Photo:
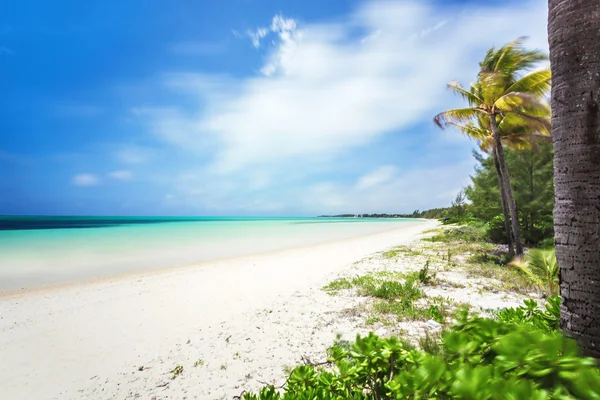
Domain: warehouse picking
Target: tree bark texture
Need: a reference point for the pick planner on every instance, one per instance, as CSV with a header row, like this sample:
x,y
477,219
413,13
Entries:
x,y
507,227
574,38
510,198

*Directions for this task*.
Can you give the lines above as a numbered list, with blank lines dropped and the picture left out?

*Full solution*.
1. Photo:
2. Domain: warehouse picking
3. Target: tree bark texture
4. Need: a reference point for the pick planner on every instance, one per instance, as CSV with a header row, like this sample:
5. x,y
6. 477,219
7. 413,13
8. Entries:
9. x,y
10. 507,227
11. 574,38
12. 510,198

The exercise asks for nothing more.